Document extract -
┌────────

Strive, one of the largest publicly listed Bitcoin treasury firms on Nasdaq, is calling on MSCI to reconsider its proposal that would exclude major Bitcoin-holding companies from its global indexes.

The proposal aims to remove firms whose digital asset holdings make up more than 50% of their total assets. According to Strive CEO Matt Cole, this approach is “unworkable” and could negatively impact passive investors who rely on MSCI indexes for exposure to the broader market.

Source: Matt Cole

Analysts have already highlighted the potential impact of the policy. JPMorgan warned that Strategy, another major Bitcoin treasury firm currently part of the MSCI World Index, could lose around $2.8 billion if the exclusion is finalized. Strategy’s chairman, Michael Saylor, has confirmed the company is in active discussions with MSCI to address the issue.

Bitcoin Miners Are Becoming AI Infrastructure Providers

Strive argues that large Bitcoin miners — including MARA Holdings, Riot Platforms, and Hut 8 — should not be penalized because they are now expanding into AI infrastructure. These firms operate large data centers and energy-intensive facilities, making them well-positioned to support the fast-growing demand for AI computing power.
Cole says that even as revenue from AI services grows, these companies will still hold Bitcoin, meaning MSCI’s exclusion would block investors from participating in both Bitcoin and AI growth.

└────────

Material supplied -
┌────────

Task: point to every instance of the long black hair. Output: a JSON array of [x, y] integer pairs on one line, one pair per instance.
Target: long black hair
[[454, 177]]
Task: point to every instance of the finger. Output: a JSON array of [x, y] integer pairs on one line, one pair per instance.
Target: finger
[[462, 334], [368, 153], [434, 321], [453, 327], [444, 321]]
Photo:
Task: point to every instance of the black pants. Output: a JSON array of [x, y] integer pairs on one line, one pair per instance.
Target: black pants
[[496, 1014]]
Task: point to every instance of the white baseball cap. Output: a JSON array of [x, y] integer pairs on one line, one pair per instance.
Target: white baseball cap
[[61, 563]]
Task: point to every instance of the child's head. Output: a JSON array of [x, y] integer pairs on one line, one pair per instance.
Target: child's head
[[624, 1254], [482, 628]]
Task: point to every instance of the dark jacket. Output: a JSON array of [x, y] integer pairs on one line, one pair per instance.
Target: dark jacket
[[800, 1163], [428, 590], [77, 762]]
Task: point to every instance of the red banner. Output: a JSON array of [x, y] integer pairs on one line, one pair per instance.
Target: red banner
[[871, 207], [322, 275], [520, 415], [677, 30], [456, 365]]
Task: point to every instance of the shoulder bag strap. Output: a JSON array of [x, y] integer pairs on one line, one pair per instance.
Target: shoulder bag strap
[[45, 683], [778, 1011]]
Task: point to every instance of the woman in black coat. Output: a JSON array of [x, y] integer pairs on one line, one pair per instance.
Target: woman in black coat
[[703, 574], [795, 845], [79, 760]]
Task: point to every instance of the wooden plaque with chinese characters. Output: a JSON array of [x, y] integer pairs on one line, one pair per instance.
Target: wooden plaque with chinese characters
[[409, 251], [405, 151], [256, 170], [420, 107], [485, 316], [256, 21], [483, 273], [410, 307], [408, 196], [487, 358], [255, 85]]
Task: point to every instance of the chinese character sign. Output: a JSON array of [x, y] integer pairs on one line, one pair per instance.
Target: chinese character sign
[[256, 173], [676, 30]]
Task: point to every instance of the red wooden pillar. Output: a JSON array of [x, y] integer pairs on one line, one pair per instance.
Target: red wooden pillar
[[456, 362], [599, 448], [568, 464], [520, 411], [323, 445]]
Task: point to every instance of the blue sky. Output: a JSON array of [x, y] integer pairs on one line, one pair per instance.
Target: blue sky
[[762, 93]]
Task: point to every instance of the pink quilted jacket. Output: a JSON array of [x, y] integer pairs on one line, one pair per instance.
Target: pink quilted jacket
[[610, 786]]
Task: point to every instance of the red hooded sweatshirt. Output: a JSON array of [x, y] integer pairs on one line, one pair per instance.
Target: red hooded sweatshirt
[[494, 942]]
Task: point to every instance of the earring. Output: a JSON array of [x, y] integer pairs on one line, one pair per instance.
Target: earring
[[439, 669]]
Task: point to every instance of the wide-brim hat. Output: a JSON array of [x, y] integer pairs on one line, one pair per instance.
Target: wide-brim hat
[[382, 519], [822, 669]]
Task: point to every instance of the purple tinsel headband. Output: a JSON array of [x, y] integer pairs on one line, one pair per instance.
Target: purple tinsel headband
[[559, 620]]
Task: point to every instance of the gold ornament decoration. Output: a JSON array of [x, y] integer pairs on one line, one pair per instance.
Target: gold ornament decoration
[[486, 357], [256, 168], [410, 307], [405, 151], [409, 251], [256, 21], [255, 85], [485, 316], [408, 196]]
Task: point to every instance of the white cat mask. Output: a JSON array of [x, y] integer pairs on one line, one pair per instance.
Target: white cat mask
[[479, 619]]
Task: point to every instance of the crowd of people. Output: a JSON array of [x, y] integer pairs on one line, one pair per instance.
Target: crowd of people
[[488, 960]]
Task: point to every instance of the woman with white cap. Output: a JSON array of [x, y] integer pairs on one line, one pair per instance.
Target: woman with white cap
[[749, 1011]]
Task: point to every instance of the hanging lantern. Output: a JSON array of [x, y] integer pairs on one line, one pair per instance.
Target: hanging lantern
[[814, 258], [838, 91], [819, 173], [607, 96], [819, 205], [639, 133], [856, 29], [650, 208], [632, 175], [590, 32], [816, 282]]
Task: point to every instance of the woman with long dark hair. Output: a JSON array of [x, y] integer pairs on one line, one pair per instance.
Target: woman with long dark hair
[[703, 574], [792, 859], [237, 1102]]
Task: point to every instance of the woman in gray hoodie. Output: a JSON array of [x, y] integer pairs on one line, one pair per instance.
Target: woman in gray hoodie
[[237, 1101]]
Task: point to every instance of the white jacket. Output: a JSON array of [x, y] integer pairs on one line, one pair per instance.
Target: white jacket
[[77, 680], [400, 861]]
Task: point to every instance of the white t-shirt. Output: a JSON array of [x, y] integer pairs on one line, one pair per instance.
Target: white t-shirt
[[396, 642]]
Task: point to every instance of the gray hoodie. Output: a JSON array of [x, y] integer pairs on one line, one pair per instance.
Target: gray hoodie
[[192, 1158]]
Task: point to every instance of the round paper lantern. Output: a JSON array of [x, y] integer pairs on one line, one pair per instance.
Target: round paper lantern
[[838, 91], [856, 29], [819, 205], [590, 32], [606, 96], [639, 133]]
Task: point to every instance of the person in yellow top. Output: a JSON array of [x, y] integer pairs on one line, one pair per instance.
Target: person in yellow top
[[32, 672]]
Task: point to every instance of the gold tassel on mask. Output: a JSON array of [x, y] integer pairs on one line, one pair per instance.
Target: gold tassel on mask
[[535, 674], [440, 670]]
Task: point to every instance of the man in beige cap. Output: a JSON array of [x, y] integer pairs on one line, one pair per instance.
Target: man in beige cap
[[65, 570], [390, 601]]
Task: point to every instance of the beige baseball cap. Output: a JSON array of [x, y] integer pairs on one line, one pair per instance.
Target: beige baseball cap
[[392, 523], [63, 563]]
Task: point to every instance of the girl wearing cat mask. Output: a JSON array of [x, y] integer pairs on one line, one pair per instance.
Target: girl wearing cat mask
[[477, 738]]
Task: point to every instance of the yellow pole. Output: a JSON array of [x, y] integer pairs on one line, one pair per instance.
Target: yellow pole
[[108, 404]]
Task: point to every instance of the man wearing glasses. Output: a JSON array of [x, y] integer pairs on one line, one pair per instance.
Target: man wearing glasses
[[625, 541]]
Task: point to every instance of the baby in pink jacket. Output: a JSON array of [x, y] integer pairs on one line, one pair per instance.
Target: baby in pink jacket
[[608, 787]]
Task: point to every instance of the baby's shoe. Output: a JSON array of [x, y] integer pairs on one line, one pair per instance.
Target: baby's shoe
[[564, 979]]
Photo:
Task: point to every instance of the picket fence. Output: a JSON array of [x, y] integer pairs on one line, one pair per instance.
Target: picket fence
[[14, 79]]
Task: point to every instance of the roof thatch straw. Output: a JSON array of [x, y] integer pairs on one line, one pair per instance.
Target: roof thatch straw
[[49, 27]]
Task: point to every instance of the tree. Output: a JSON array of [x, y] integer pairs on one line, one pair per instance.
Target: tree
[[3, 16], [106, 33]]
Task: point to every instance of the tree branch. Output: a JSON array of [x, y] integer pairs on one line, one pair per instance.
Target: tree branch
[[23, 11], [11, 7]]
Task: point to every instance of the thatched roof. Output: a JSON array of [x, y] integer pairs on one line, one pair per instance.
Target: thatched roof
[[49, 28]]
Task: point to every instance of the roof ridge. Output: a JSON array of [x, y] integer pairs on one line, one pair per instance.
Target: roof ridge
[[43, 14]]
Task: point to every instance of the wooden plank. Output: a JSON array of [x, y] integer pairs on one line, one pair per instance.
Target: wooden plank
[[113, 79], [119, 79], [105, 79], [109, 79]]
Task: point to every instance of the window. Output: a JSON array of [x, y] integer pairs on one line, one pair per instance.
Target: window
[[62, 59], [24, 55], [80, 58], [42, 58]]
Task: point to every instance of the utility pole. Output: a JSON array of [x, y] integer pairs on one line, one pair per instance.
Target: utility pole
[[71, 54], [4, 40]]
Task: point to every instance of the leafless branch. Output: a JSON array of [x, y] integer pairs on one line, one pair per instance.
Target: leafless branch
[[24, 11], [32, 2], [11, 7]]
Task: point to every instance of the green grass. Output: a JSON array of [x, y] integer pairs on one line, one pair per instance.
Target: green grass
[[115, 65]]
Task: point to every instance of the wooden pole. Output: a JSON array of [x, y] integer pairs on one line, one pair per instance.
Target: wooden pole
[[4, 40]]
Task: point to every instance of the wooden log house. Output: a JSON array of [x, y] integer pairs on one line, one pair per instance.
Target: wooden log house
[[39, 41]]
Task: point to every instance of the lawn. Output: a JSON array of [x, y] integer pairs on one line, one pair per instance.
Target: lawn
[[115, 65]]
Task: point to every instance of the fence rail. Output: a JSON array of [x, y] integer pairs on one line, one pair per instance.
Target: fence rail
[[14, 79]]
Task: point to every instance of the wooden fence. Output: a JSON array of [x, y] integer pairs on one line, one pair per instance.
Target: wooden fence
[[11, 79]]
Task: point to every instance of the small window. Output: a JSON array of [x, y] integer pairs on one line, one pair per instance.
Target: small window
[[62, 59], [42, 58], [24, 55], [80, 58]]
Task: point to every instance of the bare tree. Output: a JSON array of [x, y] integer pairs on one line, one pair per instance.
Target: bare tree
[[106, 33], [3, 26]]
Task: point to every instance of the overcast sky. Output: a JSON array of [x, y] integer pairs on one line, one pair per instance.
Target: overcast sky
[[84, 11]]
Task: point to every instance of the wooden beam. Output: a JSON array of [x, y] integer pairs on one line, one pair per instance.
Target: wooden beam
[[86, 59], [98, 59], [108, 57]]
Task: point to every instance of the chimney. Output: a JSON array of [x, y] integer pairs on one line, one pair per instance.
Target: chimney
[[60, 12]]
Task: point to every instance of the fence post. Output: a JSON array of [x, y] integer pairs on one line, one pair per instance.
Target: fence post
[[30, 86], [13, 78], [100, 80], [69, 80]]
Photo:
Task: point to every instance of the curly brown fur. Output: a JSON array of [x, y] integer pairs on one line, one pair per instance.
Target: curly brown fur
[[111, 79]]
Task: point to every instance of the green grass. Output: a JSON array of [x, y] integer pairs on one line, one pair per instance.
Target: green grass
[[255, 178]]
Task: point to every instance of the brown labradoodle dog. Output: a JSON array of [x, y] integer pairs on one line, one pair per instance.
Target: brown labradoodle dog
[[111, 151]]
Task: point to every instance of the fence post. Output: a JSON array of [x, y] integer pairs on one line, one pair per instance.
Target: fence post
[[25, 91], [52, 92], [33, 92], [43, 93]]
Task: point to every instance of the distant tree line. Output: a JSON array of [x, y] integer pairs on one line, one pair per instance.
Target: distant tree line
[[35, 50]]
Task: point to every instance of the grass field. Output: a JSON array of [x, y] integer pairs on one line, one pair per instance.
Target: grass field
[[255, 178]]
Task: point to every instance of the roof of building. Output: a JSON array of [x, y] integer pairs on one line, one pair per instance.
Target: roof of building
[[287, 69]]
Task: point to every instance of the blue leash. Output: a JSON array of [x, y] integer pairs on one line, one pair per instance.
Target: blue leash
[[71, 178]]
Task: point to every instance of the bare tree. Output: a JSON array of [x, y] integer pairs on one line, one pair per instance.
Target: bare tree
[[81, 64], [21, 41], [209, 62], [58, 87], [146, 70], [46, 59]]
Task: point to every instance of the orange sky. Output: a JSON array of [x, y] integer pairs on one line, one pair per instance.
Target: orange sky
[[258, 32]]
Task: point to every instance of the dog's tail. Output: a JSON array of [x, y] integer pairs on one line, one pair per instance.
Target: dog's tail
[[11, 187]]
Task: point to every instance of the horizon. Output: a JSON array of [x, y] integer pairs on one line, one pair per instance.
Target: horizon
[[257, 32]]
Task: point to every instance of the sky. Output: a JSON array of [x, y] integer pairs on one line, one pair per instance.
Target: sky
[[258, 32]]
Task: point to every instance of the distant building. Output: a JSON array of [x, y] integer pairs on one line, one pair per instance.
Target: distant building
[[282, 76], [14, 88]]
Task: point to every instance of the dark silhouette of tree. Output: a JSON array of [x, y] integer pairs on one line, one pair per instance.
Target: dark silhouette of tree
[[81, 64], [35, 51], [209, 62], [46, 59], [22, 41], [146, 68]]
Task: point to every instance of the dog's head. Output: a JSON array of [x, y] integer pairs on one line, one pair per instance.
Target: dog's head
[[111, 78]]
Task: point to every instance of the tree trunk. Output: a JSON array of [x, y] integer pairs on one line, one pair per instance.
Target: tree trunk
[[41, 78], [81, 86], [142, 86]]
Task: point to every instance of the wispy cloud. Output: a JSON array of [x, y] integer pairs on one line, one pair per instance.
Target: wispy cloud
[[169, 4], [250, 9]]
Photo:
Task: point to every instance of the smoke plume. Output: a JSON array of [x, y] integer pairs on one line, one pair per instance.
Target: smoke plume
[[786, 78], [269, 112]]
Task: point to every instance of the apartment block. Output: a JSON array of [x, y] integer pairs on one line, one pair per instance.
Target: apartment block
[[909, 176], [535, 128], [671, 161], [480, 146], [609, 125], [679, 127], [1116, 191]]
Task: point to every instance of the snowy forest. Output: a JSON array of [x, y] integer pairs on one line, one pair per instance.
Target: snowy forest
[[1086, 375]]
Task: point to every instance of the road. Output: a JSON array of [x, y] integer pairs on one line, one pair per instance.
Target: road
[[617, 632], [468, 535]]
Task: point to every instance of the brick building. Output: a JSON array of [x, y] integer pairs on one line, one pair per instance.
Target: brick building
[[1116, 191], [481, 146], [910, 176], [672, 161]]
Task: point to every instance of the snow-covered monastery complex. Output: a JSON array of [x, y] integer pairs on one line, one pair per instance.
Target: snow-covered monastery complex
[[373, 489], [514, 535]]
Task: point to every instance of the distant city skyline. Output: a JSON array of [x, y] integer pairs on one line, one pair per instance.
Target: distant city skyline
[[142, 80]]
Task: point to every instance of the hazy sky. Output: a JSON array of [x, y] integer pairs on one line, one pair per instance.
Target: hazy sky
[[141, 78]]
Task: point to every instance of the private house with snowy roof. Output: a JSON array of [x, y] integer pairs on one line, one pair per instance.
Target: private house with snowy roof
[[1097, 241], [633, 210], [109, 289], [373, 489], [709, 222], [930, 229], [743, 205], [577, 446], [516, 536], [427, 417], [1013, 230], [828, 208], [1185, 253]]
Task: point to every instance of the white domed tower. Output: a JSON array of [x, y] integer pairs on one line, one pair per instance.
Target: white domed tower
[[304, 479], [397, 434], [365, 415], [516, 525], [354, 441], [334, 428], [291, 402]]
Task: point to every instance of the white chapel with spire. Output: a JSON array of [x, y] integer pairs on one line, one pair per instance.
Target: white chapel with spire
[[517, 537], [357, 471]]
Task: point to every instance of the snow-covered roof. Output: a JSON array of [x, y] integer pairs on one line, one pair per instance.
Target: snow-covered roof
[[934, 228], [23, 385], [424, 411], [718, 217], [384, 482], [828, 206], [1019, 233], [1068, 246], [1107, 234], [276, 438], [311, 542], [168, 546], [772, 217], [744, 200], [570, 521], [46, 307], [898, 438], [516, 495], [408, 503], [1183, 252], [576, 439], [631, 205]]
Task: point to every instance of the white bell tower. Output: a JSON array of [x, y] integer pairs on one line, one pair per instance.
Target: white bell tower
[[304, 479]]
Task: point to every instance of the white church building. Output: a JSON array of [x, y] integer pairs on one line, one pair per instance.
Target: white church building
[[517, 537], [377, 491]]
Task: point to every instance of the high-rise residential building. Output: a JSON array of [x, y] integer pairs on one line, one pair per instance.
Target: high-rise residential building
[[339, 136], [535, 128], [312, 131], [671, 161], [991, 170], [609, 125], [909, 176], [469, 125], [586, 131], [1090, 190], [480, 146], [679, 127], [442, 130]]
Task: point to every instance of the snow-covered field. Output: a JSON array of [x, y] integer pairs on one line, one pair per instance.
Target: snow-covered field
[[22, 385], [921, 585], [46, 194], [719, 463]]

└────────

Job 1 - In the article about Strive and the MSCI proposal, how much did JPMorgan warn that Strategy could lose if the exclusion is finalized?
Job 2 - Write a continuation of the article about Strive's objection to the MSCI proposal, beginning right after its final sentence.

Written response 1 - Around $2.8 billion.

Written response 2 -
Strive also notes that the exclusion could unfairly affect companies like Strategy and Metaplanet, which currently offer structured financial products linked to Bitcoin’s performance. Similar Bitcoin-linked offerings from major banks such as JPMorgan, Morgan Stanley, and Goldman Sachs would not be affected, creating what Cole calls an “asymmetric disadvantage” for Bitcoin-native firms.

The 50% Rule Is Difficult to Apply

Another issue raised by Strive is the practicality of measuring when a company crosses the 50% threshold. Digital asset exposure can come from spot Bitcoin, ETFs, derivatives, or other instruments. As a result, companies may repeatedly move above and below the threshold, causing them to enter and exit indexes frequently.
Cole also pointed to Trump Media — one of the largest public Bitcoin treasury holders — which was not listed in MSCI’s preliminary exclusions simply because its holdings were just below 50% at the time.

Instead of the exclusion rule, Strive proposes that MSCI introduce a separate “ex-digital asset treasury” version of its existing indexes. This would give investors a choice:

  • those who want to avoid Bitcoin-heavy companies can choose the filtered index
  • those who want full market representation can continue using the standard index

Strive believes this solution offers a fair and practical way to satisfy both types of investors without distorting the overall market.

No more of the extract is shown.